Tuesday, September 2, 2014

INTERVIEW WITH IAN ANDERSON of JETHRO TULL


What can you talk about with someone who has been releasing music for 45 years? I have read two books on Ian Anderson and his band Jethro Tull, seen a couple documentaries, and have listened to all of his music over most of those 45 years. I make no apologies (as evident below) in being a long-time fan as I believe Jethro Tull was about my 4th or 5th concert I ever attended back in my high school days in the mid 1970s.

I have seen him in recent years and have very much enjoyed the concerts. I am certainly excited about the next one in DC at the Lincoln Theatre on Thursday, November 6th. See you there!

David Hintz: …I do want to warn you that I am an over 40-year fan of Jethro Tull and not a cranky music critic.

Ian Anderson: OK, fire away.

DH:  Alright, so let's get started with the new album, "Homo Erraticus", which might be one of my favorites among the many fine albums since "Roots to Branches" and beyond. But this one follows Thick as a Brick 2, which had brought back to life (fictional creation) Gerald Bostock. How did you decide to use Bostock in the writing of this album?

IA:  Only in as much as he is a writer's tool… he is a non de plume, an alter ego if you like who can express opinions that are not mine in a voice which is not mine, which allows me to get away from just telling you about me all the time which would become very very boring, very very quickly. So he is a useful tool and I think as a performer I have to perhaps behave a bit like an actor. I have to undertake character roles even though some of the things I may be saying are not my views. We assume sadly, in rock music, that when people say 'I' and 'me' or 'we' that they are talking about themselves. That surely does not apply to Quentin Tarantino when he writes a directs a movie and it didn't apply when Shakespeare wrote his works, it didn't apply with most of the great works of literature or even the lesser ones. So even Dan Brown who invents characters, or perhaps borrows them from somewhere else, I'm not sure… but whatever it is, you know in modern rock music we think it has to be heart on sleeve and for more than one reason I am not Alanis Morissette, I am someone who does not want to sing about me all the time or even very much of the time, since I think that is is a fairly small fraction of all the things I have ever written in which I am talking about my emotions. Most of those songs are from very early on in my career.

* * * *

» **Goal**: Quote the part of the Ian Anderson interview that opens with the words "I have seen" and closes with "of this album?".

» **Data section**:
* * * *

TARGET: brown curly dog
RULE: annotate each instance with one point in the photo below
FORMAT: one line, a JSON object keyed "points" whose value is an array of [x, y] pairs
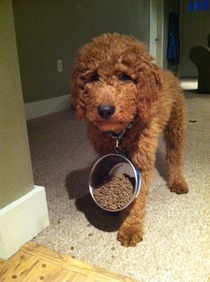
{"points": [[118, 88]]}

* * * *

» **Task response**:
I have seen him in recent years and have very much enjoyed the concerts. I am certainly excited about the next one in DC at the Lincoln Theatre on Thursday, November 6th. See you there!

David Hintz: …I do want to warn you that I am an over 40-year fan of Jethro Tull and not a cranky music critic.

Ian Anderson: OK, fire away.

DH:  Alright, so let's get started with the new album, "Homo Erraticus", which might be one of my favorites among the many fine albums since "Roots to Branches" and beyond. But this one follows Thick as a Brick 2, which had brought back to life (fictional creation) Gerald Bostock. How did you decide to use Bostock in the writing of this album?